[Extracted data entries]
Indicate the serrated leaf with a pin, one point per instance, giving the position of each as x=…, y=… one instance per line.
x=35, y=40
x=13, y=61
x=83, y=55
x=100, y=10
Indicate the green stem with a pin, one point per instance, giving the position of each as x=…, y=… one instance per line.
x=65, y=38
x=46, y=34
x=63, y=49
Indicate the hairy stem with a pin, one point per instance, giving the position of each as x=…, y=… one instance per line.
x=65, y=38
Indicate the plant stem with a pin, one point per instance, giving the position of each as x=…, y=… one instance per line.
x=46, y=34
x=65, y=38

### [Written task]
Convert every line of the items above into a JSON list of strings, with one string per line and blank lines left out.

### [Task answer]
[
  "Indicate the serrated leaf with a pin, one point per instance, giving the position of each as x=…, y=… one instance per line.",
  "x=35, y=40",
  "x=13, y=61",
  "x=83, y=55",
  "x=100, y=10",
  "Indicate the green stem with a pin, one point per instance, giving the position of each as x=…, y=… one instance per line.",
  "x=65, y=38",
  "x=46, y=34",
  "x=63, y=49",
  "Indicate the hairy stem with a pin, one point per instance, giving the position of each as x=…, y=… one instance per line.",
  "x=65, y=38",
  "Indicate the plant stem with a pin, one point per instance, giving the position of each as x=…, y=… one instance per line.",
  "x=46, y=34",
  "x=65, y=38"
]